====== Materials provided ======
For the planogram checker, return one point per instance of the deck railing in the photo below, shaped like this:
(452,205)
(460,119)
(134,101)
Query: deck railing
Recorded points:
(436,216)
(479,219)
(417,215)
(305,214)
======
▸ **What you are asked to do**: Write out every line of the data above, word for word and without any changes.

▸ **Response for this exercise**:
For the planogram checker, return one point per instance of the deck railing in the photo below, shaped like this:
(452,205)
(460,119)
(134,101)
Query: deck railing
Recorded points:
(436,216)
(479,219)
(417,215)
(305,214)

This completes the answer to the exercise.